## TASK TO COMPLETE
Scale this part of the listing by repeating every line, labeling requests included, from the line with "label the eyebrow, a point per instance." up to and including the line with "(426, 1040)". Multiply each point coordinate by 0.5 and round to the nearest whole number, with halves rounding up, and leave the requests unchanged.

____

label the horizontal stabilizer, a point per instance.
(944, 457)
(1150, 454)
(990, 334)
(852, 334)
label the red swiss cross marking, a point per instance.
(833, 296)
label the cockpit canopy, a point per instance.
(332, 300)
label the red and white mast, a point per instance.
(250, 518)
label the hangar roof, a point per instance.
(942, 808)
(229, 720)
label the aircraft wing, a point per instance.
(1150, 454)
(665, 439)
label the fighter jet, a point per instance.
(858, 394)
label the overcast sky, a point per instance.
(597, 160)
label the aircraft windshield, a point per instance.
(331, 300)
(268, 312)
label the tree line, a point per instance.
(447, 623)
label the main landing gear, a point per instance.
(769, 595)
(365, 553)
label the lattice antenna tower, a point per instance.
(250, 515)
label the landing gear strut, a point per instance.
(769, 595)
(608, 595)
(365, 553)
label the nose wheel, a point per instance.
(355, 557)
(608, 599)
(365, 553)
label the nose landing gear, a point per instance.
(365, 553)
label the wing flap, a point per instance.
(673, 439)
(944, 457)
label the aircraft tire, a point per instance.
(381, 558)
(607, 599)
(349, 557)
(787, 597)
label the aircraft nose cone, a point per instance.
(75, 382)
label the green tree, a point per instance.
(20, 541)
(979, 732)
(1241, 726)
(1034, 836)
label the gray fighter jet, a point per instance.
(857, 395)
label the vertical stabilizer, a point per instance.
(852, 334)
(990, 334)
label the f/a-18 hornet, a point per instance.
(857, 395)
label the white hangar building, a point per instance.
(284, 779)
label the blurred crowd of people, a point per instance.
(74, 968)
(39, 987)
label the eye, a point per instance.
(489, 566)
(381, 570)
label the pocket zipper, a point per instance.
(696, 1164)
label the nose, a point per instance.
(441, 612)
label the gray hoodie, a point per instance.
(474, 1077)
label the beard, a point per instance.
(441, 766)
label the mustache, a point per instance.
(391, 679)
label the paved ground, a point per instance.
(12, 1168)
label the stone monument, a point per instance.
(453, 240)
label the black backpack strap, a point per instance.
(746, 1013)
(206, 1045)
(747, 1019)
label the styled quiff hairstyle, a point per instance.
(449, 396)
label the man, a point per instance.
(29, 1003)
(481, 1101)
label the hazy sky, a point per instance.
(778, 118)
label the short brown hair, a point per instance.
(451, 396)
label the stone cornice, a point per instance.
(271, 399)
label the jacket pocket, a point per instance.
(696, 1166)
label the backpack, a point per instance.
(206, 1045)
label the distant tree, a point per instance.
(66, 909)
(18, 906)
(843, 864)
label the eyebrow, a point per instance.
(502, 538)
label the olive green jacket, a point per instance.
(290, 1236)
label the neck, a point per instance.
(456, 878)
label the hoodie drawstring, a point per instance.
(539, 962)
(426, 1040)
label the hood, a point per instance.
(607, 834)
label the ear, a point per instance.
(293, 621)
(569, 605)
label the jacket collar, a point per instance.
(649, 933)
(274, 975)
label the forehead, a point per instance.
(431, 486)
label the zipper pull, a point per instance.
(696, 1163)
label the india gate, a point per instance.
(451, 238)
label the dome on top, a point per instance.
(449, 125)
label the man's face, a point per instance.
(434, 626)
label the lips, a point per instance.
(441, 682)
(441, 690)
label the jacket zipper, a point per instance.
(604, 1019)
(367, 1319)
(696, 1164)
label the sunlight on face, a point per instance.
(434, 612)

____

## OUTPUT
label the eyebrow, a point per instance.
(251, 269)
label the olive green jacket, a point per instance.
(145, 618)
label the neck, a point per instance.
(228, 439)
label the hoodie drawstring, a point per instance.
(270, 481)
(213, 520)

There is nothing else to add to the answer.